# [Exercise a]
In the biography of Henk Zeevalking, in which cabinet was he first appointed Minister of Transport and Water Management?

# [Given text]
-*-

Hendrik Jan "Henk" Zeevalking (7 June 1922 – 23 February 2005) was a Dutch politician and co-founder of the Democrats 66 (D66) party and jurist.

Zeevalking attended a Gymnasium in Utrecht from April 1934 until June 1940 and applied at the Utrecht University in January 1946 majoring in Law and obtaining a Bachelor of Laws degree in August 1946 before graduating with a Master of Laws degree in December 1947. Zeevalking worked as a researcher at the Utrecht University from December 1947 until February 1950. Zeevalking worked as a criminal defense lawyer in Utrecht from February 1950 until September 1970. Zeevalking served on the Municipal Council of Utrecht from April 1970 until June 1975 and served as an Alderman in Utrecht from September 1970 until September 1974. Zeevalking served as acting Mayor of Utrecht from 1 February 1974 until 6 September 1974 following the retirement of Hans van Tuyll van Serooskerken.

Zeevalking was appointed as State Secretary for Justice in the Cabinet Den Uyl following the resignation of Jan Glastra van Loon, taking office on 6 June 1975. The Cabinet Den Uyl fell on 22 March 1977 after four years of tensions in the coalition and continued to serve in a demissionary capacity. Zeevalking was elected as a Member of the House of Representatives after the election of 1977, taking office on 8 June 1977 but he was still serving in the cabinet and because of dualism customs in the constitutional convention of Dutch politics he couldn't serve a dual mandate he subsequently resigned as State Secretary for Justice on 8 September 1977. In December 1978 Zeevalking was nominated as Mayor of Rijswijk, he was installed as Mayor, taking office on 16 January 1979 and subsequently resigned as a Member of the House of Representatives on 24 January 1979. Zeevalking also served as Chairman of the Democrats 66 from 27 October 1979 until 11 September 1981. After the election of 1981 Zeevalking was appointed as Minister of Transport and Water Management in the Cabinet Van Agt II, taking office on 11 September 1981. The Cabinet Van Agt II fell just seven months into its term on 12 May 1982 after months of tensions in the coalition and continued to serve in a demissionary capacity until the first cabinet formation of 1982 when it was replaced by the caretaker Cabinet Van Agt III with Zeevalking continuing as Minister of Transport and Water Management, taking office on 29 May 1982. In August 1982 Zeevalking announced his retirement from national politics and that he wouldn't stand for the election of 1982. The Cabinet Van Agt III was replaced by the Cabinet Lubbers I following the second cabinet formation of 1982 on 4 November 1982.

-*-

# [Records supplied]
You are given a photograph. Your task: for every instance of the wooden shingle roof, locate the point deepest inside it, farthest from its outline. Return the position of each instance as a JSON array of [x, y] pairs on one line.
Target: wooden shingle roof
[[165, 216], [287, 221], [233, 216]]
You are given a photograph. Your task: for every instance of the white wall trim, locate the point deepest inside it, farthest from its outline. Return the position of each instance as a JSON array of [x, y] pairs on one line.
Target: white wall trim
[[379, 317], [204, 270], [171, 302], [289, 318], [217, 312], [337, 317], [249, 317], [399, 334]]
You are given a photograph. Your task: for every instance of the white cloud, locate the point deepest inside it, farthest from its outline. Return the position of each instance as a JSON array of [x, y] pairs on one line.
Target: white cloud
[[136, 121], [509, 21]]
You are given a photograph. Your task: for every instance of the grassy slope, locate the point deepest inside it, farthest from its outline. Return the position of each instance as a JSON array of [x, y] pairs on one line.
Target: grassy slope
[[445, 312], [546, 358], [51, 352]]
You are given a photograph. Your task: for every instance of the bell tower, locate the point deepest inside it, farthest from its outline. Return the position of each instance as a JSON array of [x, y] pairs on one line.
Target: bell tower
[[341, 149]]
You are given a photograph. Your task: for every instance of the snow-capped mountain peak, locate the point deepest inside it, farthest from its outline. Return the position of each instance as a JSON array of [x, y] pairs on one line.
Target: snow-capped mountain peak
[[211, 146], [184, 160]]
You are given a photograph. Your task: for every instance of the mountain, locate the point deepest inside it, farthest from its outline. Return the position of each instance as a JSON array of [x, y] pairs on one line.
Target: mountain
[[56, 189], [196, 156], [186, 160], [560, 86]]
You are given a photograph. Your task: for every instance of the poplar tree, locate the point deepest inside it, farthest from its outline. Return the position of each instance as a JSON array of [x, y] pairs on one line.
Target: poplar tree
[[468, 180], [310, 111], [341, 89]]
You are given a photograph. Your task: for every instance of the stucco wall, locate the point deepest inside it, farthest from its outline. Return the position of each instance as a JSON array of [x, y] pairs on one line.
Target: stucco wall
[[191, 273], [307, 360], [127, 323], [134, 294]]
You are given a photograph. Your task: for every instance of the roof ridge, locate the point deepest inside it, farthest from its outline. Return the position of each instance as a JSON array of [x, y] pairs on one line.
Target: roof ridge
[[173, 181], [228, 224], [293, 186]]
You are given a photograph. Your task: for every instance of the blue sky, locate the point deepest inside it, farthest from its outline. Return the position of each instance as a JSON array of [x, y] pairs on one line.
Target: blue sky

-*-

# [Exercise b]
In the entries, everything from the very first line down to the line containing "[[165, 216], [287, 221], [233, 216]]", swap "photograph" for "image" and return only those lines.

# [Correct response a]
The Cabinet Van Agt II

# [Correct response b]
You are given a image. Your task: for every instance of the wooden shingle roof, locate the point deepest inside it, farthest from its outline. Return the position of each instance as a JSON array of [x, y] pairs on one line.
Target: wooden shingle roof
[[165, 216], [287, 221], [233, 216]]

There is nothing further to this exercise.